Esercizi:
#1 Stampa, per favore, il passo del testo sulle Assemblee elettive che comincia con "In sostanza lo" e prosegue fino a "che verticale .".
#2 Fornisci il seguito del testo sulle Assemblee elettive a partire dal punto in cui termina.

Testo del documento:
------------
In questa prospettiva mi sembra che il rapporto offra a tutti noi degli strumenti di riflessione preziosi e suggerisca elementi di proceduralizzazione per la funzione di coordinamento che le Assemblee nazionali devono operare nell’ambito del processo di integrazione europeo e di devoluzione a livello subnazionale . Ma è anche evidente che questi suggerimenti costituiscono elementi che non possono sostituire il momento del raccordo politico che i partiti politici operano sia a livello di società civile che di istituzioni . Né d’altra parte mi sembra possibile affrontare in questa sede il nodo della forma di governo regionale , che alcuni vorrebbero riformare, modificando il rapporto assemblea – esecutivo . Faccio notare che ,di fronte alla proposta di modifica del simul stabunt , simul cadent , propendo per un più drastico riconoscimento dei differenti ruoli degli organi regionali e con la cesura di ogni tipo di rapporto fiduciario che li leghi .
b.1-La centralità delle Assemblee elettive nazionali e regionali a me sembra possa essere interpretata solo nella versione del coordinamento, argomento su cui proprio alcuni mesi fa pregai il Presidente Violante di riflettere nel corso della lectio magistralis che ha inaugurato il Master in Istituzioni parlamentari europee e storia costituzionale che dirigo a “La Sapienza” di Roma . Non più centralità come rete delle assemblee elettive che trovano ne parlamenti nazionali il punto di decisione principale (piramide) , ma il coordinamento delle decisioni attraverso la proceduralizzazione delle stesse in un sistema a rete a livello europeo .
In sostanza lo schema a rete che viene tanto evidenziato deve essere inserito nella prospettiva dell’art. 114 della Cost. ,che vede nel Parlamento nazionale un nodo strategico della struttura della Repubblica , ma obbliga lo stesso a coordinarsi con altri soggetti istituzionali sia a livello orizzontale che verticale .
------------
Dati forniti:
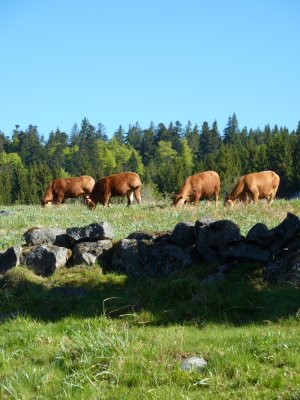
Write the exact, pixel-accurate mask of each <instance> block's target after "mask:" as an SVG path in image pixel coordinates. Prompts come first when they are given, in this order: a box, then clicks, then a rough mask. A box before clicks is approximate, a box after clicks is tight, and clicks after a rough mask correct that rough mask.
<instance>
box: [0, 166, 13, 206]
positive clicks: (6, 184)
------------
Esercizi svolti:
#1
In sostanza lo schema a rete che viene tanto evidenziato deve essere inserito nella prospettiva dell’art. 114 della Cost. ,che vede nel Parlamento nazionale un nodo strategico della struttura della Repubblica , ma obbliga lo stesso a coordinarsi con altri soggetti istituzionali sia a livello orizzontale che verticale .

#2
In proposito le concezioni che della rete si hanno possono essere molto differenti . Non mi sembra possibile accettare l’idea di una rete senza differenziazioni sulla base di una gerarchia dei nodi che la compongono evidenziando i rispettivi ruoli .
Le competenze non soltanto sono differenziate e vedono – anche nell’ambito del principio di sussidiarietà- differenti ruoli ,ma soprattutto ogni sistema deve mantenere una coerenza interna rispetto ai vincoli che gli sono posti .Lo schema a piramide individua un piano preciso di facile individuazione nel livello nazionale ; quello a rete individua una pluralità di nodi , ma alcuni di questi sono regolatori principali , altri secondari dei flussi.
Proprio in questa dimensione ,a mio avviso il Rapporto concentra opportunamente la propria attenzione sulla attuazione delle disposizioni di cui all’art. 119 Cost. . E’ evidente che in questa prospettiva il coordinamento diventa imprescindibile , poiché l’autonomia finanziaria si scontra con vincoli di risorse che non possono essere elusi . La sent. 31-2006 evidenzia nella leale collaborazione che deve presiedere a tutti i rapporti che intercorrono tra Stato e Regioni un principio elastico ed adattabile , “idoneo a regolare in modo dinamico i rapporti in questione, attenuando i dualismi ed evitando eccessivi irrigidimenti” ,e nel sistema delle Conferenze Stato-Regioni e autonomie locali il luogo di raccordo e di confronto tra i due grandi sistemi ordinamentali della Repubblica.
In una simile prospettiva vengono anche proposte regole di proceduralizzazione che paiono come il massimo sforzo fornito dagli apparati per omogeneizzare ed incanalare comportamenti , che la crisi del sistema politico-istituzionale ed in particolare del sistema partitico e del ceto che lo rappresenta, rende certamente difficoltoso.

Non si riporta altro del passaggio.